Drop every picture, then transcribe the remaining data exactly.

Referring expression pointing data
[Start of section]
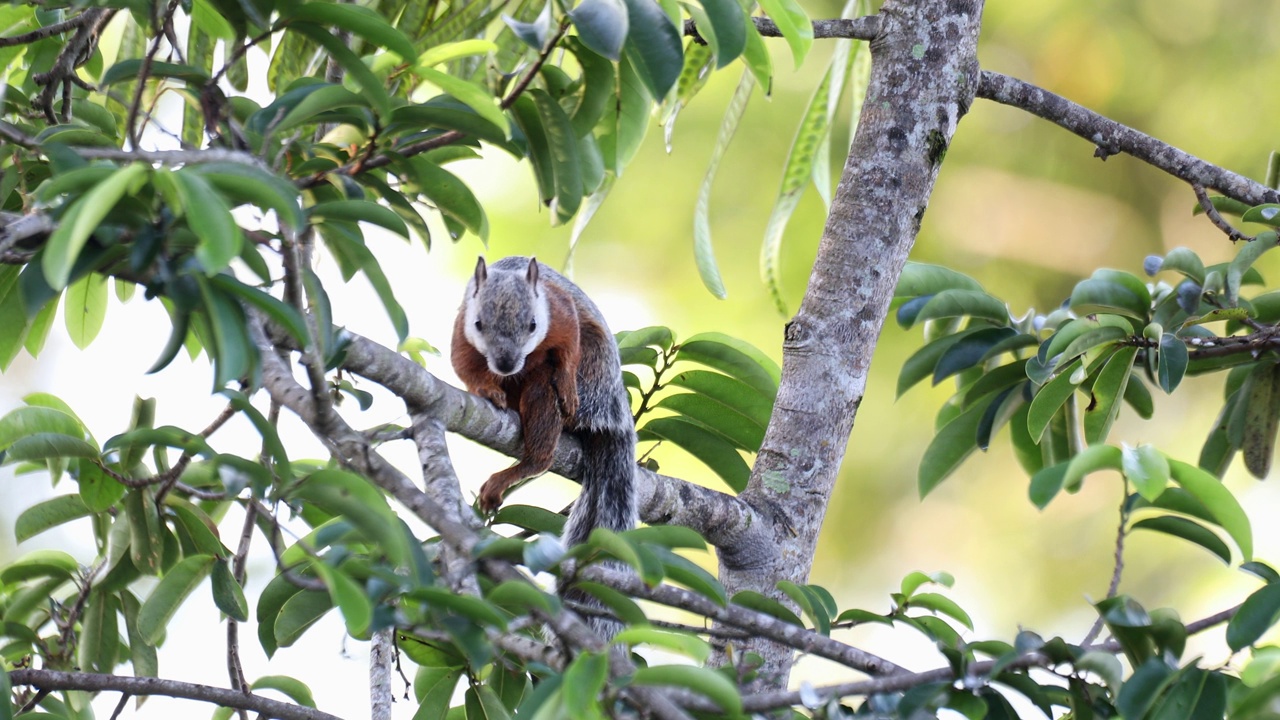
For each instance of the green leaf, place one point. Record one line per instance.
(302, 105)
(1243, 261)
(964, 304)
(1267, 214)
(1050, 400)
(689, 646)
(969, 351)
(359, 210)
(716, 452)
(1048, 481)
(703, 254)
(728, 392)
(246, 183)
(634, 109)
(920, 278)
(210, 219)
(48, 514)
(653, 46)
(298, 613)
(602, 26)
(129, 69)
(530, 123)
(584, 679)
(82, 218)
(914, 579)
(357, 19)
(1091, 460)
(1105, 395)
(40, 564)
(360, 502)
(702, 680)
(1257, 614)
(944, 605)
(1189, 531)
(433, 687)
(228, 595)
(85, 309)
(530, 518)
(734, 358)
(763, 604)
(48, 446)
(1261, 419)
(723, 28)
(688, 573)
(141, 655)
(357, 611)
(233, 352)
(470, 94)
(1109, 295)
(296, 689)
(278, 311)
(618, 604)
(1219, 501)
(565, 155)
(794, 24)
(353, 254)
(99, 636)
(146, 532)
(950, 446)
(725, 422)
(757, 57)
(1171, 361)
(370, 85)
(169, 595)
(1147, 469)
(451, 196)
[End of section]
§ **Reply to the task**
For each instance of the green leaf, place one point. Record one line per instance.
(302, 105)
(1243, 261)
(964, 304)
(1267, 214)
(1050, 400)
(689, 646)
(969, 351)
(359, 210)
(716, 452)
(1048, 481)
(703, 254)
(728, 392)
(246, 183)
(634, 109)
(920, 278)
(210, 219)
(48, 514)
(653, 46)
(298, 613)
(602, 26)
(129, 69)
(530, 123)
(584, 679)
(82, 218)
(914, 579)
(357, 19)
(1091, 460)
(1105, 395)
(40, 564)
(360, 502)
(702, 680)
(1257, 614)
(944, 605)
(1189, 531)
(433, 687)
(228, 595)
(85, 309)
(530, 518)
(734, 358)
(763, 604)
(48, 446)
(1261, 419)
(723, 28)
(688, 573)
(141, 655)
(357, 611)
(233, 352)
(470, 94)
(1109, 295)
(296, 689)
(278, 311)
(618, 604)
(1219, 501)
(565, 155)
(794, 24)
(353, 254)
(99, 636)
(146, 532)
(950, 446)
(725, 422)
(757, 57)
(1171, 361)
(370, 85)
(169, 595)
(1147, 469)
(451, 196)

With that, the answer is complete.